* What needs to be done: Pull every line that includes the word "mountain" out of the data below and copy it.

= Beginning of Section =

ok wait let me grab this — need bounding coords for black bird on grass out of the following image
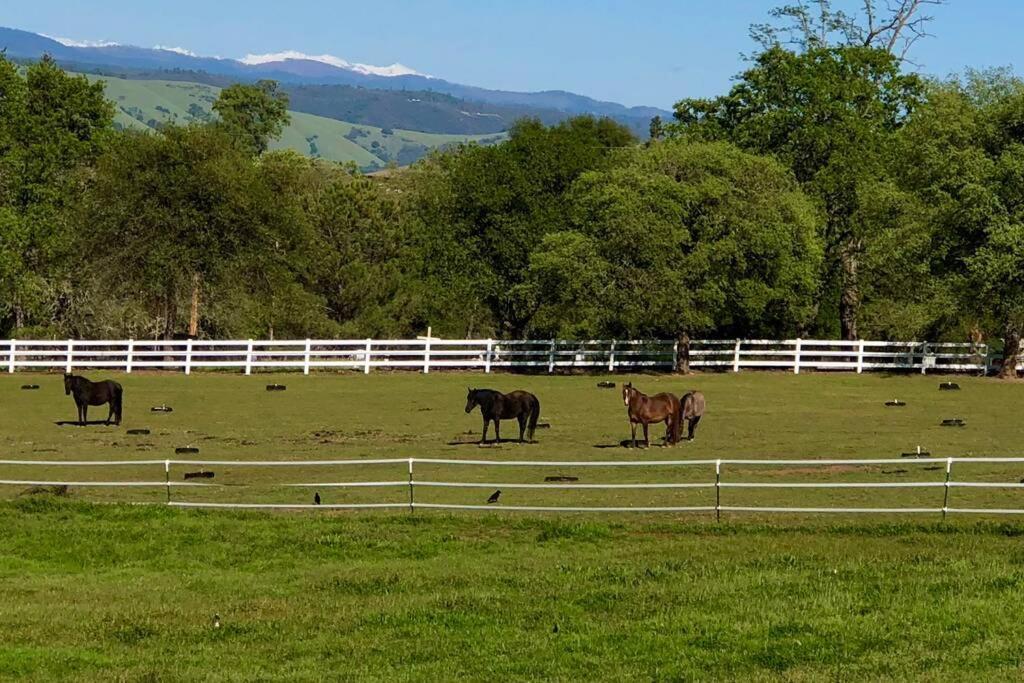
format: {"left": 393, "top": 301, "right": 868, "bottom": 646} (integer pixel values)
{"left": 314, "top": 492, "right": 321, "bottom": 505}
{"left": 486, "top": 490, "right": 501, "bottom": 504}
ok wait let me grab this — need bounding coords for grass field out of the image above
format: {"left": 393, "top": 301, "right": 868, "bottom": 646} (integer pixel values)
{"left": 3, "top": 370, "right": 1024, "bottom": 680}
{"left": 88, "top": 75, "right": 502, "bottom": 169}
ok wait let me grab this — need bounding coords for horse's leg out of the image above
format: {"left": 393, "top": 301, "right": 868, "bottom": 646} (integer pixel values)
{"left": 689, "top": 415, "right": 701, "bottom": 441}
{"left": 82, "top": 404, "right": 88, "bottom": 426}
{"left": 630, "top": 422, "right": 637, "bottom": 448}
{"left": 642, "top": 422, "right": 649, "bottom": 448}
{"left": 494, "top": 419, "right": 501, "bottom": 444}
{"left": 517, "top": 414, "right": 526, "bottom": 443}
{"left": 481, "top": 417, "right": 489, "bottom": 444}
{"left": 106, "top": 401, "right": 113, "bottom": 425}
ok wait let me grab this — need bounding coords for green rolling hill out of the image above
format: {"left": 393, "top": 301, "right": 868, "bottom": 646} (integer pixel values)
{"left": 87, "top": 74, "right": 505, "bottom": 170}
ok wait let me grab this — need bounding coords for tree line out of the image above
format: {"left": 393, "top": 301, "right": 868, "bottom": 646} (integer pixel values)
{"left": 3, "top": 1, "right": 1024, "bottom": 375}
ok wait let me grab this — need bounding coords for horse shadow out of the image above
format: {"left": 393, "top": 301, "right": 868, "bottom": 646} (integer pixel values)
{"left": 54, "top": 420, "right": 117, "bottom": 427}
{"left": 593, "top": 439, "right": 676, "bottom": 449}
{"left": 446, "top": 438, "right": 536, "bottom": 447}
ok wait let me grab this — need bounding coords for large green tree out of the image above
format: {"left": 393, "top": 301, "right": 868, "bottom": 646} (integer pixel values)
{"left": 406, "top": 116, "right": 636, "bottom": 337}
{"left": 0, "top": 55, "right": 113, "bottom": 335}
{"left": 670, "top": 45, "right": 923, "bottom": 339}
{"left": 894, "top": 71, "right": 1024, "bottom": 376}
{"left": 528, "top": 141, "right": 823, "bottom": 345}
{"left": 213, "top": 80, "right": 290, "bottom": 156}
{"left": 78, "top": 125, "right": 324, "bottom": 339}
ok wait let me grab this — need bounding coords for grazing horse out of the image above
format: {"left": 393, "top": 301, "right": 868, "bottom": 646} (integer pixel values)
{"left": 681, "top": 390, "right": 706, "bottom": 441}
{"left": 622, "top": 382, "right": 681, "bottom": 448}
{"left": 465, "top": 388, "right": 541, "bottom": 444}
{"left": 64, "top": 374, "right": 123, "bottom": 426}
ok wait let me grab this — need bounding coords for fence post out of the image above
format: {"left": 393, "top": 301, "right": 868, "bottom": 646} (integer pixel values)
{"left": 920, "top": 342, "right": 928, "bottom": 375}
{"left": 65, "top": 339, "right": 73, "bottom": 374}
{"left": 672, "top": 339, "right": 679, "bottom": 372}
{"left": 715, "top": 459, "right": 722, "bottom": 523}
{"left": 856, "top": 341, "right": 865, "bottom": 374}
{"left": 423, "top": 337, "right": 431, "bottom": 374}
{"left": 942, "top": 457, "right": 953, "bottom": 520}
{"left": 548, "top": 340, "right": 556, "bottom": 374}
{"left": 126, "top": 339, "right": 134, "bottom": 374}
{"left": 984, "top": 344, "right": 992, "bottom": 376}
{"left": 608, "top": 340, "right": 616, "bottom": 373}
{"left": 408, "top": 458, "right": 415, "bottom": 513}
{"left": 364, "top": 339, "right": 372, "bottom": 375}
{"left": 165, "top": 459, "right": 171, "bottom": 504}
{"left": 7, "top": 339, "right": 14, "bottom": 373}
{"left": 793, "top": 338, "right": 802, "bottom": 375}
{"left": 732, "top": 339, "right": 741, "bottom": 373}
{"left": 303, "top": 339, "right": 311, "bottom": 375}
{"left": 485, "top": 339, "right": 493, "bottom": 374}
{"left": 244, "top": 340, "right": 253, "bottom": 376}
{"left": 184, "top": 339, "right": 193, "bottom": 376}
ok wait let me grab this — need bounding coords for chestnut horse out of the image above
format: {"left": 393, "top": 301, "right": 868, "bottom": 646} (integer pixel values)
{"left": 622, "top": 382, "right": 681, "bottom": 448}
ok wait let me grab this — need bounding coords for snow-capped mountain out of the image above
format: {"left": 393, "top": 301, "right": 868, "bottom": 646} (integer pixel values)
{"left": 0, "top": 26, "right": 669, "bottom": 125}
{"left": 239, "top": 51, "right": 428, "bottom": 78}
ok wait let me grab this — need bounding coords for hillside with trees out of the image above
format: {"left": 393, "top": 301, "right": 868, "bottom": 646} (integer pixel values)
{"left": 6, "top": 1, "right": 1024, "bottom": 375}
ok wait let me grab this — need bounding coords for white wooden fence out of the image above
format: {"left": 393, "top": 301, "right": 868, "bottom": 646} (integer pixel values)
{"left": 0, "top": 338, "right": 999, "bottom": 374}
{"left": 4, "top": 456, "right": 1024, "bottom": 517}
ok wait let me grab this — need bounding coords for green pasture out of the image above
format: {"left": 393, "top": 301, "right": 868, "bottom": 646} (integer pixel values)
{"left": 4, "top": 371, "right": 1024, "bottom": 680}
{"left": 1, "top": 371, "right": 1023, "bottom": 513}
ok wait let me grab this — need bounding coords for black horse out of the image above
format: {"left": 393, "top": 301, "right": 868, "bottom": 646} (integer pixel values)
{"left": 465, "top": 388, "right": 541, "bottom": 444}
{"left": 64, "top": 374, "right": 123, "bottom": 426}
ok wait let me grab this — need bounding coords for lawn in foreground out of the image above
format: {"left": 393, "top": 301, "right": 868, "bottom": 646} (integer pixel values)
{"left": 2, "top": 499, "right": 1024, "bottom": 681}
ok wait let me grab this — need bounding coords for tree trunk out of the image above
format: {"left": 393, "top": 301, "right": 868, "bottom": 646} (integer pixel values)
{"left": 998, "top": 323, "right": 1021, "bottom": 379}
{"left": 676, "top": 332, "right": 690, "bottom": 374}
{"left": 13, "top": 301, "right": 24, "bottom": 332}
{"left": 188, "top": 272, "right": 201, "bottom": 337}
{"left": 162, "top": 281, "right": 176, "bottom": 341}
{"left": 839, "top": 245, "right": 859, "bottom": 341}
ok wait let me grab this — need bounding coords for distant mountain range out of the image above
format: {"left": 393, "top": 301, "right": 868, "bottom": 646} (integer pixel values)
{"left": 0, "top": 27, "right": 669, "bottom": 138}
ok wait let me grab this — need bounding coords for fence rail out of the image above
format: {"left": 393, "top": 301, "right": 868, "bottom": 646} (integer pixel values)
{"left": 0, "top": 338, "right": 1004, "bottom": 374}
{"left": 4, "top": 456, "right": 1024, "bottom": 517}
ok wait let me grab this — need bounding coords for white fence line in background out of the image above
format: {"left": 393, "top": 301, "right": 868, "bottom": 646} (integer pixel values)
{"left": 3, "top": 456, "right": 1024, "bottom": 517}
{"left": 0, "top": 338, "right": 1005, "bottom": 375}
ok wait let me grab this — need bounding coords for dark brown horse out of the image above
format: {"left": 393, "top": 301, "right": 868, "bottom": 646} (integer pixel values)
{"left": 622, "top": 382, "right": 681, "bottom": 447}
{"left": 465, "top": 388, "right": 541, "bottom": 444}
{"left": 64, "top": 374, "right": 123, "bottom": 426}
{"left": 681, "top": 390, "right": 706, "bottom": 441}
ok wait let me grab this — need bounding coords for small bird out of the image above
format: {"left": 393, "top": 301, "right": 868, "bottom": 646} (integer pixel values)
{"left": 213, "top": 614, "right": 221, "bottom": 629}
{"left": 486, "top": 490, "right": 501, "bottom": 504}
{"left": 314, "top": 492, "right": 321, "bottom": 505}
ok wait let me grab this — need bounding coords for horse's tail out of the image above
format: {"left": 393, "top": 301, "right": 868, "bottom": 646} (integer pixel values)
{"left": 527, "top": 396, "right": 541, "bottom": 441}
{"left": 672, "top": 396, "right": 683, "bottom": 444}
{"left": 113, "top": 383, "right": 123, "bottom": 421}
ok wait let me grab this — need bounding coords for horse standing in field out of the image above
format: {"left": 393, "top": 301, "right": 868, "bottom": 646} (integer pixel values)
{"left": 622, "top": 382, "right": 681, "bottom": 448}
{"left": 465, "top": 388, "right": 541, "bottom": 444}
{"left": 64, "top": 374, "right": 123, "bottom": 426}
{"left": 680, "top": 390, "right": 705, "bottom": 441}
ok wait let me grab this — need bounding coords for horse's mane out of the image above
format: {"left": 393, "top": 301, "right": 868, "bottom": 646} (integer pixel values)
{"left": 471, "top": 388, "right": 502, "bottom": 403}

= End of Section =

* Exercise answer:
ok wait let me grab this — need bounding coords for snow-capped mountain out of the image above
ok wait let me grab this — need bounding coords for distant mountain range out of the image above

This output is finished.